>> Begin ENTRIES PROVIDED

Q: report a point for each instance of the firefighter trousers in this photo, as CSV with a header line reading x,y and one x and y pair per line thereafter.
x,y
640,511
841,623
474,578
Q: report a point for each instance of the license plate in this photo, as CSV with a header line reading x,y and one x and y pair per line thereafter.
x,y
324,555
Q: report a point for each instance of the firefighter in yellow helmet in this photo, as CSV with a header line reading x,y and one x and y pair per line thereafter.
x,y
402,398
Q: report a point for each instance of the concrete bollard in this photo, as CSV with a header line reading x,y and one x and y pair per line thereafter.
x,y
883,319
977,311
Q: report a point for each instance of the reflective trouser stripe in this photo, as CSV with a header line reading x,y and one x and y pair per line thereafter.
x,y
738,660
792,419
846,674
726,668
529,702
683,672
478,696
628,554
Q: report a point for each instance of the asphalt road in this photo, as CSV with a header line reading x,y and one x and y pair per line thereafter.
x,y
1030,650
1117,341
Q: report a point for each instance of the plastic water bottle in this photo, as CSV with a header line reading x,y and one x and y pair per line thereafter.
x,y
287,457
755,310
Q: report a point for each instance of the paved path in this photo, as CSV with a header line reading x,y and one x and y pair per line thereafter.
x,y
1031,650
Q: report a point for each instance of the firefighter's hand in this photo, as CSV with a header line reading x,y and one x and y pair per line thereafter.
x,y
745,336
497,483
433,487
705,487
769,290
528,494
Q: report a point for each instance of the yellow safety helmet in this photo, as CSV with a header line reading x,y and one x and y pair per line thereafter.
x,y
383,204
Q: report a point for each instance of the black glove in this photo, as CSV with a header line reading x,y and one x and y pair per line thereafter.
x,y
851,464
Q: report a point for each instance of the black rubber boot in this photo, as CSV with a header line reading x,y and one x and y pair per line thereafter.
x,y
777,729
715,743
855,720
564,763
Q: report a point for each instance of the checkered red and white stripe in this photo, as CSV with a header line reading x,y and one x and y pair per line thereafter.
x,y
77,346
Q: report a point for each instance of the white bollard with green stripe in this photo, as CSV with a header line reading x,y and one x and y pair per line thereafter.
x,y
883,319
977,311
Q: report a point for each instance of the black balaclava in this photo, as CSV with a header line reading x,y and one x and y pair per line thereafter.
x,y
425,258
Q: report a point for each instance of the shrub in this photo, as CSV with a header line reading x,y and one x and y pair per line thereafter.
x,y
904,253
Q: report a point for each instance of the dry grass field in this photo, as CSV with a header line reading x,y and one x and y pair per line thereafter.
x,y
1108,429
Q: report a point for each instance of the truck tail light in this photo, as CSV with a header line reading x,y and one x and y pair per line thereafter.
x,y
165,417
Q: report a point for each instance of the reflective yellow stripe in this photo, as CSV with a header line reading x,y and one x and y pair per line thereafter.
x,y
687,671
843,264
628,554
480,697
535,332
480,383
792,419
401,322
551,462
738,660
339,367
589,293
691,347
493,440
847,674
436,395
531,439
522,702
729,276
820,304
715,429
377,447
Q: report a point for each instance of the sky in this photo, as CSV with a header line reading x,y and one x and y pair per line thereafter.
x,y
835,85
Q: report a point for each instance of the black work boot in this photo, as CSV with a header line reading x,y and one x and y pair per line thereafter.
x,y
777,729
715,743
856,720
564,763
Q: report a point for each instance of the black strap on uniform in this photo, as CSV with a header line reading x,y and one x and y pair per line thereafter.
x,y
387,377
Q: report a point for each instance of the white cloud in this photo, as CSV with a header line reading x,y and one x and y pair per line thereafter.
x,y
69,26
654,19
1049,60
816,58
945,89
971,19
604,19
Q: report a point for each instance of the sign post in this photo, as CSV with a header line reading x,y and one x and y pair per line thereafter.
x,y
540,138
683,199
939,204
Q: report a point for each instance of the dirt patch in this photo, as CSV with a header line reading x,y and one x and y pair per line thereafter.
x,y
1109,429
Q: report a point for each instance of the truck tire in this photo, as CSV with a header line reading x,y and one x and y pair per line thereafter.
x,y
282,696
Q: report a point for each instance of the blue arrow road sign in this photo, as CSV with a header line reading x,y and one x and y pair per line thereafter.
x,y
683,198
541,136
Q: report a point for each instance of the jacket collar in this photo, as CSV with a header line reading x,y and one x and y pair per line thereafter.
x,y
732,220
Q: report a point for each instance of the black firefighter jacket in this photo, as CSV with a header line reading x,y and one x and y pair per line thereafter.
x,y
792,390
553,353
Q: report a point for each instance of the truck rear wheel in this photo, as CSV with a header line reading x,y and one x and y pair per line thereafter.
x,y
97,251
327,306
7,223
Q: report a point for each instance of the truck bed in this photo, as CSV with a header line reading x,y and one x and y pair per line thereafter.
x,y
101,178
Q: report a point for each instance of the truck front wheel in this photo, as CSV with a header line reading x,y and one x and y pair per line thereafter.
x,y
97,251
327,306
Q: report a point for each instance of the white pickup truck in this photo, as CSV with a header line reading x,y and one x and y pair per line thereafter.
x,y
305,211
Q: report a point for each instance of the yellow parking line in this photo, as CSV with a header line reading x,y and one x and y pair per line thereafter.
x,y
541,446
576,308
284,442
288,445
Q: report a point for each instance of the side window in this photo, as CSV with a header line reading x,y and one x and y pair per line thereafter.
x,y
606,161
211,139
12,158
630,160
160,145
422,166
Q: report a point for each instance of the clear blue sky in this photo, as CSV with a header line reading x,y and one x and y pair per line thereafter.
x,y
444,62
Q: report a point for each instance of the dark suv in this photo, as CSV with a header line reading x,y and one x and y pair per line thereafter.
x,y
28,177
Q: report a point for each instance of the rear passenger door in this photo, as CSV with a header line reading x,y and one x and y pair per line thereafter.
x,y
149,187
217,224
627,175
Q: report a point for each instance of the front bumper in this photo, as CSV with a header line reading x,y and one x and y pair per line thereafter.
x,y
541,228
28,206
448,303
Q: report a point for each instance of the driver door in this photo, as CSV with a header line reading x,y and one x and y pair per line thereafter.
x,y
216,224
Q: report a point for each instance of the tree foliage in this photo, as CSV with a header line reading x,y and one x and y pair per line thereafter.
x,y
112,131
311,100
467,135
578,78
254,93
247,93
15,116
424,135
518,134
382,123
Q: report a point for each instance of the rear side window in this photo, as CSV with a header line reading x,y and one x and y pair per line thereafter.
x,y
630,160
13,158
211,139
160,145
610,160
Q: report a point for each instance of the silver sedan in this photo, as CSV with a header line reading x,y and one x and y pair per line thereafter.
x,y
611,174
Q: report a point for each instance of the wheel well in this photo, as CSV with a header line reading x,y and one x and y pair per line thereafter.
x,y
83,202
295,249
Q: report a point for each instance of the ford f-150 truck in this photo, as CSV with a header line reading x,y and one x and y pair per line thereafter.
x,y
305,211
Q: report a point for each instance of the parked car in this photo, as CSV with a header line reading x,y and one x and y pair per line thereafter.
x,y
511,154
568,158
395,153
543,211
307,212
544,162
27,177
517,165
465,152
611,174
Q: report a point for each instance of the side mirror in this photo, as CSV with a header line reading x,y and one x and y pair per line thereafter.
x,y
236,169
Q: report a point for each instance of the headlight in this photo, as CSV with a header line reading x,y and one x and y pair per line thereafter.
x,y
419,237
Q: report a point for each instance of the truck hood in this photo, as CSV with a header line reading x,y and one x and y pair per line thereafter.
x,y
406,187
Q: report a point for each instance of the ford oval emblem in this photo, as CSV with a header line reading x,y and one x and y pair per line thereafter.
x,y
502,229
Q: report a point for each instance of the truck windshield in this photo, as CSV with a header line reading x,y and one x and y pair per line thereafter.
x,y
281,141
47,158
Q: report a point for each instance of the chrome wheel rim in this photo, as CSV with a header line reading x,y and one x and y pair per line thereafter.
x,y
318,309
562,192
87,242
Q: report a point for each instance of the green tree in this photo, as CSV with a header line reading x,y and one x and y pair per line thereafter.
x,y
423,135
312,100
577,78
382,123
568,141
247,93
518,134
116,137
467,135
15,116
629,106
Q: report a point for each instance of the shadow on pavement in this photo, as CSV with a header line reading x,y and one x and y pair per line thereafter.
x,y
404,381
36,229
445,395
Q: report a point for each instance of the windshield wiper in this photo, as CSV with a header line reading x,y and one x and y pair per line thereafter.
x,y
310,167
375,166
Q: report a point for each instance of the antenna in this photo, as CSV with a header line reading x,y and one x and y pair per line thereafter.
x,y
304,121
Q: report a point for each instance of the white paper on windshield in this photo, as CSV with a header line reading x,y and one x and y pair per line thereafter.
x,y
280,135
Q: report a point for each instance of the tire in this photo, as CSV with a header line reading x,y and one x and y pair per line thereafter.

>> End ENTRIES PROVIDED

TASK GOAL.
Quote every line from the line containing "Q: report a point for each instance of the windshield" through the closing line of the listing, including both.

RESPONSE BELOW.
Q: report a point for each instance of the windshield wiper in this photo, as CSV with a header line reading x,y and one x and y pair per line thereafter.
x,y
310,167
375,166
Q: report a point for each instance of the antenna in this photo, as CSV with a header line reading x,y and one x and y pair per line thereafter.
x,y
304,121
Q: report a point for each instance of the white paper on windshield in this photo, as CSV with a header line reading x,y and one x and y pair per line thereafter.
x,y
280,135
Q: report a point for each instance of the tire in this photo, as CSV with a header line reading x,y and one x and y pair per line thereafter.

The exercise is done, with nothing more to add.